Pull together every line in the records that contains the word "between", and copy each one out in full.

........

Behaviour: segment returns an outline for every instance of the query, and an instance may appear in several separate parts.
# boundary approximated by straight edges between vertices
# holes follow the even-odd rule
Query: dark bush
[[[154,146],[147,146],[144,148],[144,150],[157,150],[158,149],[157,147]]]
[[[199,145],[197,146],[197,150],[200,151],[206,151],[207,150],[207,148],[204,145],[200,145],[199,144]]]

........

Written answer:
# boundary approximated by straight edges between vertices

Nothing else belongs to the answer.